TASK OBJECTIVE – Exclude any images and output the remaining records exactly.
### RECORDED INFORMATION ###
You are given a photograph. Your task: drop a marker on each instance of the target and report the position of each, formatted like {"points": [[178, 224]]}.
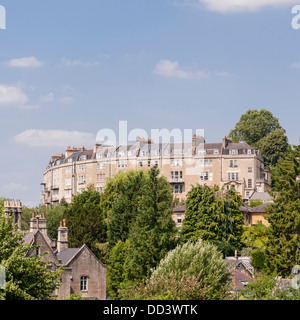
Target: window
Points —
{"points": [[176, 163], [83, 283], [81, 179], [205, 176], [202, 152], [99, 189], [249, 183], [179, 218], [122, 164], [82, 158], [68, 169], [233, 164], [100, 177], [68, 194], [176, 176], [205, 163], [100, 165], [233, 176], [177, 189]]}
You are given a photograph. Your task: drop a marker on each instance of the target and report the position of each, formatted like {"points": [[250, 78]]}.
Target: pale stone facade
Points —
{"points": [[226, 164], [82, 272]]}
###
ANSWER TO THIS EXERCISE –
You are given a photograph. Your task: drop a marker on each instance of the target and report the position of each, formatted like {"points": [[178, 224]]}.
Target: window
Points —
{"points": [[176, 163], [83, 283], [81, 179], [205, 176], [202, 152], [99, 189], [249, 183], [179, 218], [122, 164], [82, 158], [68, 169], [233, 164], [100, 177], [68, 194], [176, 176], [205, 163], [100, 165], [233, 176], [177, 189]]}
You are given a photograph. Your task: drop a marker on each instance of the target and report the position of each, formatted like {"points": [[250, 78]]}.
Target: pale stone facade
Points —
{"points": [[226, 164], [82, 272]]}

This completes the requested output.